__Supplied information__
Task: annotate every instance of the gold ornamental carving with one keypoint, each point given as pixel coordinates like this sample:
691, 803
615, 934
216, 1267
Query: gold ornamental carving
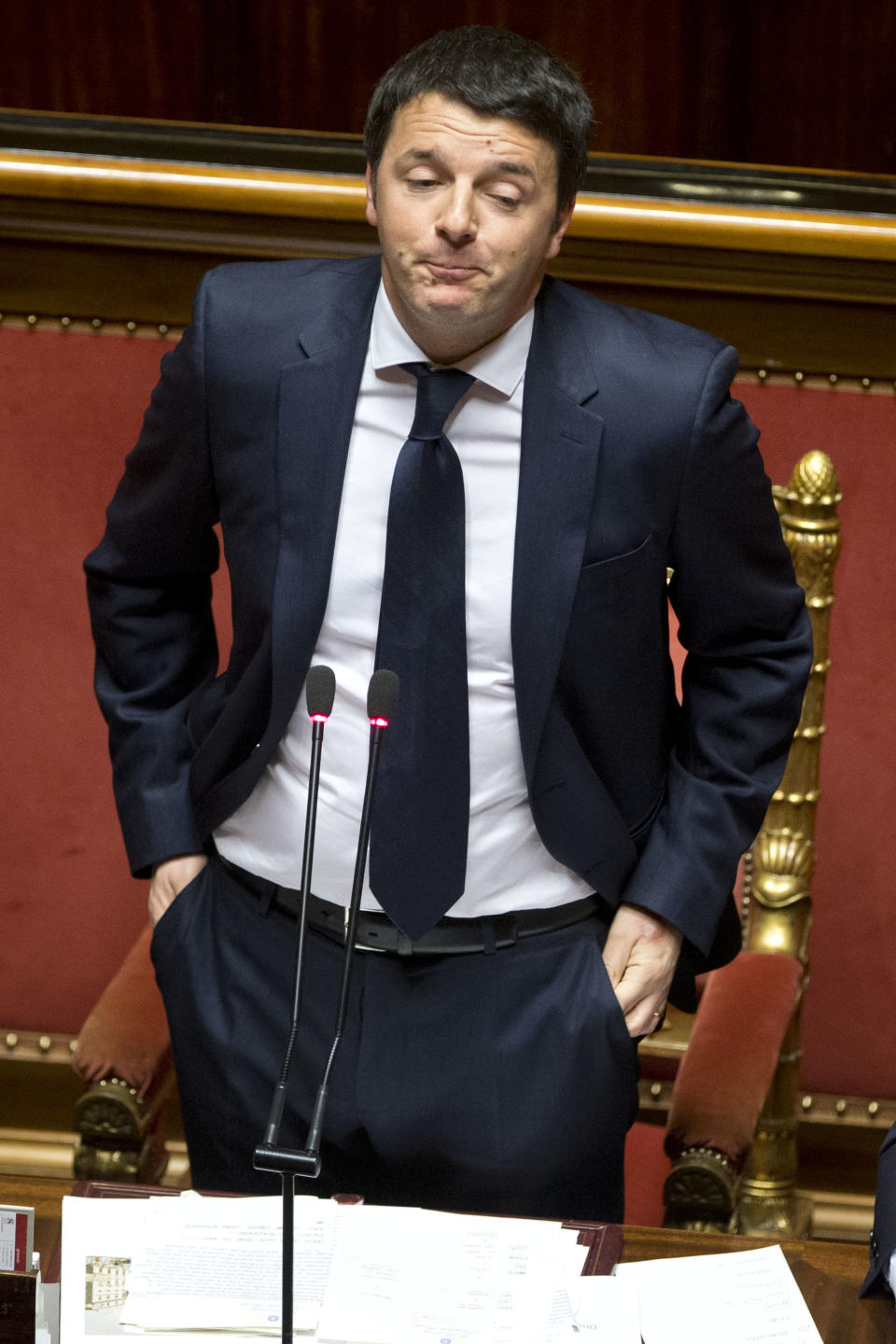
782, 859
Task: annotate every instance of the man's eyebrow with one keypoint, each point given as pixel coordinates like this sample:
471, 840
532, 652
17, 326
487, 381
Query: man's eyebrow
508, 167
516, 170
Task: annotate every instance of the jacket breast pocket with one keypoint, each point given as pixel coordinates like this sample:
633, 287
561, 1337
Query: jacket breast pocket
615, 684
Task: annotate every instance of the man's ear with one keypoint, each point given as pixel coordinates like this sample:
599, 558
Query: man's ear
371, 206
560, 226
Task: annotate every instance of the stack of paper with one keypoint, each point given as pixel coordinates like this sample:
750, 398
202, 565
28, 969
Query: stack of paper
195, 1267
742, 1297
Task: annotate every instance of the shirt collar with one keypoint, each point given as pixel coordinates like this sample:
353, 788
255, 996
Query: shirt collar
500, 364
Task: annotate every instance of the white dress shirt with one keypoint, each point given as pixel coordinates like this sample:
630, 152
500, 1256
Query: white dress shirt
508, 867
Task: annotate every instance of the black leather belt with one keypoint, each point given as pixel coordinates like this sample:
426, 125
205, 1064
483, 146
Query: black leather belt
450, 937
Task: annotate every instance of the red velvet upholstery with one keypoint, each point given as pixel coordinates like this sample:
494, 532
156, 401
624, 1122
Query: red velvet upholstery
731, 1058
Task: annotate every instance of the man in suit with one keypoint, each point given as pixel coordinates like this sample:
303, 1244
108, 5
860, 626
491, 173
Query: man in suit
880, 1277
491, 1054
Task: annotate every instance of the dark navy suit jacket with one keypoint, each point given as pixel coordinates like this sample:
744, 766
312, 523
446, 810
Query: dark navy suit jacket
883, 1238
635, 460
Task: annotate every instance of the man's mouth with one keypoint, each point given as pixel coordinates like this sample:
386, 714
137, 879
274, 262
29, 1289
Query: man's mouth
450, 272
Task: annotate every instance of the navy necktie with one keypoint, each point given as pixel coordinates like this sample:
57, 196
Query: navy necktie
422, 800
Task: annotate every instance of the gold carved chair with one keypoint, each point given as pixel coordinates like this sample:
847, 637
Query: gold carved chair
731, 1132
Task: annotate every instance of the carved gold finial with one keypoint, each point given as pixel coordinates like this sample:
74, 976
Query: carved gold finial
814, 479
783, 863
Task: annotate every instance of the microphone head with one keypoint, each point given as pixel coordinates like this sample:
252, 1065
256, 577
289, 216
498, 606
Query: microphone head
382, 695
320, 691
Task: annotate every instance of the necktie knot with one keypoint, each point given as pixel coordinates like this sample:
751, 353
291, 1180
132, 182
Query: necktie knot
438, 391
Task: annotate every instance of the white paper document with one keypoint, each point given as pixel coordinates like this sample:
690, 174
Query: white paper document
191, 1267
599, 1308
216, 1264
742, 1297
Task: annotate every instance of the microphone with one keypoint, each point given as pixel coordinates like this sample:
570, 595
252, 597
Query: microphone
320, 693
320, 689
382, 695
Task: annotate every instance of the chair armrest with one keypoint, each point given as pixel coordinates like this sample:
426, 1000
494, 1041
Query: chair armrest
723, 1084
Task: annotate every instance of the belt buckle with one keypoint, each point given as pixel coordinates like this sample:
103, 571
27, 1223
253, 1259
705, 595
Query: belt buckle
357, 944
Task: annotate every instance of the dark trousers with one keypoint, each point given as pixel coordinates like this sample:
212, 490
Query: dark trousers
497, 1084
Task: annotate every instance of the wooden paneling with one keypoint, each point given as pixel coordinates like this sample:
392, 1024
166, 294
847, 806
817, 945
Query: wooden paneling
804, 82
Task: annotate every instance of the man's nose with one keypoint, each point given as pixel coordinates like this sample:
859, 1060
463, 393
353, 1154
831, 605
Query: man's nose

__The exercise__
Can you give the lines above as a JSON list of strings, one string per line, with blank lines and the pictures left out?

__Reply to the exercise__
[
  "Task: annotate every instance of the gold ornamental carving with one keypoint, each point given as pixel coordinates like this sample:",
  "691, 803",
  "615, 934",
  "216, 1267",
  "Query: gold ornamental carving",
  "782, 859",
  "Task: annotate every instance of the man's eyebrow with one keypoint, each point given as pixel coordinates like this sample:",
  "471, 840",
  "532, 652",
  "17, 326",
  "487, 381",
  "Query: man's eyebrow",
  "508, 167",
  "516, 170",
  "Task: annotate every instance of the jacket breast pocket with one keypoint, each point given as pixel coordinates like this sample:",
  "633, 287",
  "561, 1337",
  "Query: jacket breast pocket",
  "615, 684",
  "Task: annotate every instance of the man's ear with one keypoint, each point given as pixel coordinates like this sample:",
  "599, 558",
  "Query: man's ear",
  "371, 206",
  "560, 226",
  "Task: annotate every instance of the stack of paper with one keypoint, each point given as pixel coordinates like this sample:",
  "750, 398",
  "202, 565",
  "28, 969",
  "Query: stack of paper",
  "195, 1267",
  "742, 1297",
  "Task: annotate every instance of the shirt collar with one keypoint, each point given as pixel coordinates like this sample:",
  "353, 788",
  "255, 996",
  "Query: shirt collar",
  "500, 364",
  "Task: annotate every instance of the white dress shirt with one keypoint, each point given as pixel coordinates like this sample:",
  "630, 152",
  "500, 1256",
  "Query: white dress shirt",
  "508, 867",
  "Task: annotate every instance of the black leather belt with one keypoint, each point given as pixel coordinates like this sample:",
  "426, 125",
  "205, 1064",
  "483, 146",
  "Query: black leather belt",
  "450, 937",
  "Task: annotate every instance of the red velvet upholstery with one keypoint, each point given as pixel coordinates like this sample:",
  "494, 532",
  "156, 401",
  "624, 1122",
  "Query: red velvet upholstery",
  "731, 1058",
  "Task: annotate every instance of the man in suit with one keypoint, each point given as pixel coordinates like this sample:",
  "303, 1244",
  "108, 5",
  "860, 626",
  "491, 173",
  "Query: man in suit",
  "880, 1277",
  "491, 1054",
  "Task: annotate every instance of the dark navy suit jacket with one keypoint, each point given as pixel coordinates like this sample:",
  "744, 766",
  "312, 523",
  "446, 810",
  "Query: dark navy suit jacket",
  "883, 1238",
  "635, 460",
  "Task: annotate every instance of the man's mouth with one keypoint, each point given as pixel coordinates like this sample:",
  "386, 714",
  "137, 879",
  "274, 262",
  "29, 1289",
  "Query: man's mouth",
  "450, 272",
  "Task: annotate every instance of the navy necktie with one keypoint, each point given as pixel coordinates like this sample:",
  "57, 196",
  "Query: navy necktie",
  "422, 800",
  "Task: annotate every instance of the gold carved chair with one keypoint, each point given as pixel coordinates like this sample:",
  "847, 637",
  "Query: gold carved chair",
  "731, 1132",
  "Task: annotate every instance of the carved gold finial with one keypoint, each point given as pixel coordinates like this sample:",
  "74, 976",
  "Query: carved gold finial",
  "814, 479",
  "783, 863",
  "Task: annotate every instance of the microphone head with one keypoint, each point given as pixel coordinates like this sample:",
  "252, 1065",
  "256, 577",
  "289, 216",
  "498, 606",
  "Query: microphone head",
  "382, 695",
  "320, 691",
  "Task: annotate every instance of the necktie knot with one keypoint, each point given as pixel coordinates like this sample:",
  "751, 353",
  "291, 1180",
  "132, 182",
  "Query: necktie knot",
  "438, 391",
  "Task: annotate every instance of the white paper document with one keypoint, each point given as pixel coordinates like this sample:",
  "690, 174",
  "Query: white paper document",
  "191, 1267",
  "599, 1308",
  "216, 1264",
  "742, 1297",
  "Task: annotate every instance of the microphone with one keypoint, each point given as pixel coordinates like this sample:",
  "570, 595",
  "252, 597",
  "Query: microphone",
  "320, 693",
  "320, 689",
  "382, 695",
  "Task: annotate every instance of the chair armrest with one keypoint, each point given as pixel coordinates like this sample:",
  "426, 1000",
  "494, 1041",
  "Query: chair armrest",
  "723, 1084",
  "Task: annotate every instance of the belt buckle with one keypoint, each point given as pixel coordinates like this sample:",
  "103, 571",
  "27, 1223",
  "253, 1259",
  "705, 595",
  "Query: belt buckle",
  "357, 944",
  "Task: annotate every instance of the dark trousers with one keypoint, each point given as pixel coordinates like this sample:",
  "212, 490",
  "Query: dark trousers",
  "497, 1084",
  "Task: annotate every instance of the wooden paneling with one keypoint, each point given as pixel coordinates like this sample:",
  "392, 1024",
  "166, 294",
  "847, 806",
  "817, 945",
  "Query: wooden paneling",
  "804, 82",
  "Task: annotate every instance of the man's nose with one keypoint, each point given as pixel coordinates like this sample:",
  "859, 1060",
  "463, 393",
  "353, 1154",
  "831, 605",
  "Query: man's nose"
]